--- Begin SOURCE EXCERPT ---

Play School was a New Zealand educational television show for children. It was based on the British Play School show. The series first aired in 1972, and ended in 1990.

Synopsis 
Play School was first broadcast in New Zealand on Tuesday 22 March 1972 for a 26-week trial period, with a group of six hosts chosen, one pair for each week. Series one and two continued to be broadcast twice weekly, Tuesday and Thursday at approx. 4.30pm. Its first producer was David Istance, an ex-BBC TV Floor Manager, who had worked on Play School, as well as comedies Gas and Gaiters and Hugh and I during the 1960s.  He later returned to the UK and worked as a Production Assistant on Juliet Bravo (1980) and then as a Production Manager on Bergerac, Juliet Bravo, All Creatures Great and Small (1983), Malestrom and Tenko Reunion (1985) and in the mid-80s worked at BBC TV Training at Elstree Studios.

It was originally filmed at AKTV2's Shortland Street studios in Auckland, and in January 1975 moved to TVNZ's Dunedin Studio being screened twice a day at around 10am and then 2:30pm.  For a brief period in 1986, the programme was filmed in Christchurch.  The final edition, recorded in March 1989 was number 440, presented by Pauline Durning and John Mann.  The last series screened on television in 1990.

The show was provided by the BBC in "kitset" form. They supplied scripts and also short filmed items for showing "through the windows".

The show starred five toys, which are famously nostalgic for New Zealanders who watched the programme as children.  They are:
Big Ted: A traditional-style golden coloured teddy bear
Little Ted: Identical to Big Ted, but much smaller
Manu: A very human-looking plastic doll with Māori features, such as dark skin and hair
Jemima: A rag doll with orange woollen hair
Humpty: A round green fabric toy resembling Humpty Dumpty.

Today, Big Ted, Manu, Jemima, and Humpty are part of a collection at the Museum of New Zealand Te Papa Tongarewa in Wellington, New Zealand. The museum also has a large collection of clothing and props from the show. Little Ted's head was blown from his body by the film crew after the completion of the final series. The body can be seen at the Otago Settlers Museum in Dunedin while the head remains in private ownership.

--- End SOURCE EXCERPT ---
--- Begin DATA RECORDS ---

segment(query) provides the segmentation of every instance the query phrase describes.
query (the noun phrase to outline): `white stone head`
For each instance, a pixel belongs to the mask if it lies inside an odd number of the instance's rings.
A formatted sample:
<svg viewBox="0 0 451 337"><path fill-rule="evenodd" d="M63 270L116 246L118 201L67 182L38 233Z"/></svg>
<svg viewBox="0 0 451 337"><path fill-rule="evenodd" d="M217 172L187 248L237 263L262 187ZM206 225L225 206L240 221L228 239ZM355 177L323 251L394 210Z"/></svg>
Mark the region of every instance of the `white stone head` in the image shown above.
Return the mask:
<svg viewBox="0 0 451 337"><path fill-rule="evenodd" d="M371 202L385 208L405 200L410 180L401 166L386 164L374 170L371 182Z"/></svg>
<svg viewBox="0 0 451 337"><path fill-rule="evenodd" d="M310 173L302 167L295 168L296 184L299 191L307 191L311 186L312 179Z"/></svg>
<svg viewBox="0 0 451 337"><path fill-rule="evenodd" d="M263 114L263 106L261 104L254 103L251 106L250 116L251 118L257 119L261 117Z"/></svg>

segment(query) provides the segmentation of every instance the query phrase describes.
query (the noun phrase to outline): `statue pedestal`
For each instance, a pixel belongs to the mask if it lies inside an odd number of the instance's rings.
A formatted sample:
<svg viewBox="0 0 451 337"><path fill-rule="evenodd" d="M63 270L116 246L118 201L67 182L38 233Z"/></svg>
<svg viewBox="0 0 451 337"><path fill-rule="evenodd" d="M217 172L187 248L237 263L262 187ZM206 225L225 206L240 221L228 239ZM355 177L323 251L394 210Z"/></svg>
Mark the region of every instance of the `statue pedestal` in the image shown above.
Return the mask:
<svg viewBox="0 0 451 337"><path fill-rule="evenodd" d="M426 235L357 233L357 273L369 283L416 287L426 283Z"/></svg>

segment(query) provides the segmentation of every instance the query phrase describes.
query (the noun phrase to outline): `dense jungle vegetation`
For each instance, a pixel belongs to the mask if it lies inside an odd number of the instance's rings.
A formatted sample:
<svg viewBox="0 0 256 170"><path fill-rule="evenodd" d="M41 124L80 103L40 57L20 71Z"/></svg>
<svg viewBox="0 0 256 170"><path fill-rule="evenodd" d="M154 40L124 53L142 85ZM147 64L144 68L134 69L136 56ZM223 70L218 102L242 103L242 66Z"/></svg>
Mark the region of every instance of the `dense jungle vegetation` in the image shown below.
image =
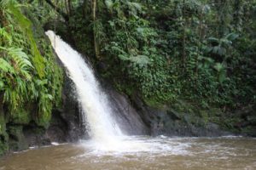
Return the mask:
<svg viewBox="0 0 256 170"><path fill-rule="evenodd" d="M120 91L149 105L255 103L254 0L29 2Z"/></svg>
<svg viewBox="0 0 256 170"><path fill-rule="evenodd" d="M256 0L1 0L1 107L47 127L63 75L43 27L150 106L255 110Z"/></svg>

--- End DATA RECORDS ---
--- Begin DATA RECORDS ---

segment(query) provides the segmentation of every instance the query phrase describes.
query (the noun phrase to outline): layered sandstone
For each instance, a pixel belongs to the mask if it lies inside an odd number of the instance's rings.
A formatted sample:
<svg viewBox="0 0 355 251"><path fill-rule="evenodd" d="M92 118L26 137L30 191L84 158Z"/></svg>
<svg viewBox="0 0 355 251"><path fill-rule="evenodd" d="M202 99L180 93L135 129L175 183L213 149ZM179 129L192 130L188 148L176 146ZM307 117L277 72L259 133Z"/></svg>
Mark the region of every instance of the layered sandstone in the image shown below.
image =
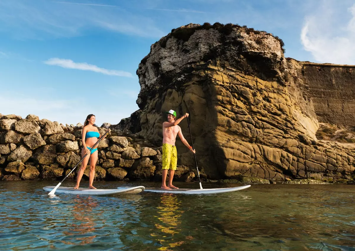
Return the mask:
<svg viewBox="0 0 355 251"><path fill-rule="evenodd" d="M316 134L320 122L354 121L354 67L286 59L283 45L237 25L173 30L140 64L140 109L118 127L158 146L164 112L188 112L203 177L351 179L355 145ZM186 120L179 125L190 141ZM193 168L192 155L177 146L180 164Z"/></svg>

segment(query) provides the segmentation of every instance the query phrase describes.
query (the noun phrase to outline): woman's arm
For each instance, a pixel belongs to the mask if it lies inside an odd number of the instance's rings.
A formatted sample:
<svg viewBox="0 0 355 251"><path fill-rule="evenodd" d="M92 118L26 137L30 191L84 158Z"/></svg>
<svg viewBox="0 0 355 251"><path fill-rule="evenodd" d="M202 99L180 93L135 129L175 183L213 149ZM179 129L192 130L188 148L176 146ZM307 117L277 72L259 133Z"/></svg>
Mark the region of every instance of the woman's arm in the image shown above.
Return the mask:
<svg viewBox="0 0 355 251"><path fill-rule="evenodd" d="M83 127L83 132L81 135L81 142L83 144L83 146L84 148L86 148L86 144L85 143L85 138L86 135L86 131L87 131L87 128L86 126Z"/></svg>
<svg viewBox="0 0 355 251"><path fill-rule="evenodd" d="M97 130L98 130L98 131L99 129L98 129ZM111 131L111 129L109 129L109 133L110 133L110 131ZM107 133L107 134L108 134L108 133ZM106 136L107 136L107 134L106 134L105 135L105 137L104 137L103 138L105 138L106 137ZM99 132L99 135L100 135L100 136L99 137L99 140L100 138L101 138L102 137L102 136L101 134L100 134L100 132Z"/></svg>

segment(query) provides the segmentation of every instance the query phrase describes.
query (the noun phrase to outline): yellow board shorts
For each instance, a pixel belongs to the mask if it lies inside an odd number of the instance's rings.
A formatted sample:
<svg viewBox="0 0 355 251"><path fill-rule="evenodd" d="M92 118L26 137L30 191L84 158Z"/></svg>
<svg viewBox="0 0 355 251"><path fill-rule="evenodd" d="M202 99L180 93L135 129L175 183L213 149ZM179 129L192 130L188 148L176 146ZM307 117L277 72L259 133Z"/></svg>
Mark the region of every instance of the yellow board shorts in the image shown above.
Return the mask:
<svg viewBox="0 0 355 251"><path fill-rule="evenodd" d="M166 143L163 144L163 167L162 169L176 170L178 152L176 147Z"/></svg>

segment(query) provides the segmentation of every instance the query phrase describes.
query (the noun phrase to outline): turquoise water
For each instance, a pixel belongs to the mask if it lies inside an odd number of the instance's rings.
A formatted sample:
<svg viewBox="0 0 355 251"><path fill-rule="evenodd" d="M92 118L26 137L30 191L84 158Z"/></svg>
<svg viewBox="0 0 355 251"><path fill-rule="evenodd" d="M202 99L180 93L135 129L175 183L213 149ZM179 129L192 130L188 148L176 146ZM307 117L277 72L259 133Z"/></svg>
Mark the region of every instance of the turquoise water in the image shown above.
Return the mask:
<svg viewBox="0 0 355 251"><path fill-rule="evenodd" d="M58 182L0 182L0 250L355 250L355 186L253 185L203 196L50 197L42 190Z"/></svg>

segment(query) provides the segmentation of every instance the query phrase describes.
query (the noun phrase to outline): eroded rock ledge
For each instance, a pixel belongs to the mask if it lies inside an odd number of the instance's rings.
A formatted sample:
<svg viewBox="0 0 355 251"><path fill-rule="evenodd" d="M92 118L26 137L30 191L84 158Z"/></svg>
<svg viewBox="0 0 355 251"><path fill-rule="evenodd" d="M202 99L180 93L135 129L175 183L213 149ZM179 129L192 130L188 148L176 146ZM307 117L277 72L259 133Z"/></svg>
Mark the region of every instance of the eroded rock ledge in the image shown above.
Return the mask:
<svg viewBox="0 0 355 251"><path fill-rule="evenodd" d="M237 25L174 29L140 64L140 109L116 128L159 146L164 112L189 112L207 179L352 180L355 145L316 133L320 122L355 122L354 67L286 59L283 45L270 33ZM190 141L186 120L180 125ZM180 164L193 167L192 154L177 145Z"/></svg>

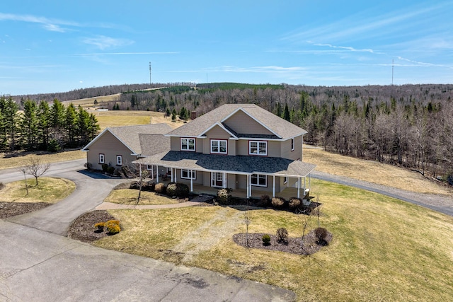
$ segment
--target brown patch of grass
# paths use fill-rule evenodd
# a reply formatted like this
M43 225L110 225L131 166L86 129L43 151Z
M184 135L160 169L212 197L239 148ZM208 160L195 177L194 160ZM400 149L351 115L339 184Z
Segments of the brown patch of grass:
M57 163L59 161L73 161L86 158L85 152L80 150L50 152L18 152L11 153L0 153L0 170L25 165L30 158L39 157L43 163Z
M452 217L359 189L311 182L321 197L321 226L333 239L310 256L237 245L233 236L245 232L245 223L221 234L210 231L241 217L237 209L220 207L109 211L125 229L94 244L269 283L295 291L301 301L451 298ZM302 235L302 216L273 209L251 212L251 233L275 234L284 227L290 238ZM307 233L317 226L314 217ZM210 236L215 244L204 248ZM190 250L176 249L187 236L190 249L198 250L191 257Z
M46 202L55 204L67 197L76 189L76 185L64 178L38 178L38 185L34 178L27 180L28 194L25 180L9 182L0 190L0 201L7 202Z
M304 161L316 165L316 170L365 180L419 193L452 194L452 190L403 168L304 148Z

--- End DATA RECORDS ---
--- Begin DATA RECORDS ---

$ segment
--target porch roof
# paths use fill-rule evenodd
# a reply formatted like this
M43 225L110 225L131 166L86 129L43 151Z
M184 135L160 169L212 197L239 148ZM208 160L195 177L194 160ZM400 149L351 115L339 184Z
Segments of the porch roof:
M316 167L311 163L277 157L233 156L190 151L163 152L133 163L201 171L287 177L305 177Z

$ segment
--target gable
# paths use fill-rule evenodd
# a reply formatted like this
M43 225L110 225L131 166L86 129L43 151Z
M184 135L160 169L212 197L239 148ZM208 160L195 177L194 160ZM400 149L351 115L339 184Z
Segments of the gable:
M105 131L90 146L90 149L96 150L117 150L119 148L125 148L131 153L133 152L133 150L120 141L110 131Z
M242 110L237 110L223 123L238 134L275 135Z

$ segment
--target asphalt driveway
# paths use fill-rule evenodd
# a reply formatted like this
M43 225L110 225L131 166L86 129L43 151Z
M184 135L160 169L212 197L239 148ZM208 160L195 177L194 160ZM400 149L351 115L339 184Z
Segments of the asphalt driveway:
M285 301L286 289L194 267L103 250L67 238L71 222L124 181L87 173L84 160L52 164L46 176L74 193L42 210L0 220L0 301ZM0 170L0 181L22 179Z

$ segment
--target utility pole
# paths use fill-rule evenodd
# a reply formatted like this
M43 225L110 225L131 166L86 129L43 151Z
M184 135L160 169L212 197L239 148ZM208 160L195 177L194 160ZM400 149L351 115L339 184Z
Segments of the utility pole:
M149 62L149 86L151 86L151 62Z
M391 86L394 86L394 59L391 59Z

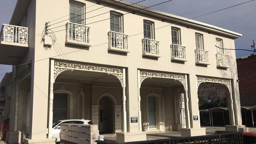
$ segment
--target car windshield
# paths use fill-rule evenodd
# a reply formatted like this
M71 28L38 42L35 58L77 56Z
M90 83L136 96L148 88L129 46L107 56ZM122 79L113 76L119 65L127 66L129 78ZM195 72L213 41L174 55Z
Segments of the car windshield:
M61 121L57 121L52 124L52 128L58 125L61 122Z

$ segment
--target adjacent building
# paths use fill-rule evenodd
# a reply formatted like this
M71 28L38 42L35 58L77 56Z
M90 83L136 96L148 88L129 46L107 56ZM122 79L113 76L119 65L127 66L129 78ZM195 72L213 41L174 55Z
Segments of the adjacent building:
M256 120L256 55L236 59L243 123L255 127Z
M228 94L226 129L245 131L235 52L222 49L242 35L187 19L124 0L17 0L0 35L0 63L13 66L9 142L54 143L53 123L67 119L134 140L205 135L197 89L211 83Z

--- End DATA RECORDS ---

*TASK OBJECTIVE*.
Continue the text about New Zealand's Play School television show from where it stops. None of the lines is needed here.

*RESULT*.
The original clock from the series was discovered at a library in Invercargill in August 2009.

In 2005, TV2 started to screen the Australian version of Play School. It features New Zealand presenter Jay Laga'aia who has been on the show since 2000, though the Australian version is significantly different from the New Zealand version, which was similar to the British format of the seventies and eighties.

Cast

The founding presenters were Waric Slyfield and Janet (née Chaafe) Milne.  They presented most of the programmes made in the first year of production (1972), with some presented by Ken Rea and Val Lamond.  Waric and Janet were joined the following year by Jan Johnstone, Ray Woolf and Elizabeth Rogers.

Pianists included Ossie Cheesman.

Other presenters were:

 Wayne/Gabriel Alston (1975-76)
 Timothy Bartlett (1987-89)
 Janine Barry (1975-77)
 Dallas Beckett
 Grant Bridger
 Jeremy Brownbrook (née Brookes)
 Winsome Dacker Aroha (1980-82)
 Jacqui Dean (née Hay)
 Barry Dorking (1976-82)
 Pauline Durning (née Nitis-Cooper) (1975-78; 1982; 1987-3/89)
 Ray Edkins/Steven Ray
 Deb Faith
 Nick Farra (1988)
 Kristen Gillespie (1986-88)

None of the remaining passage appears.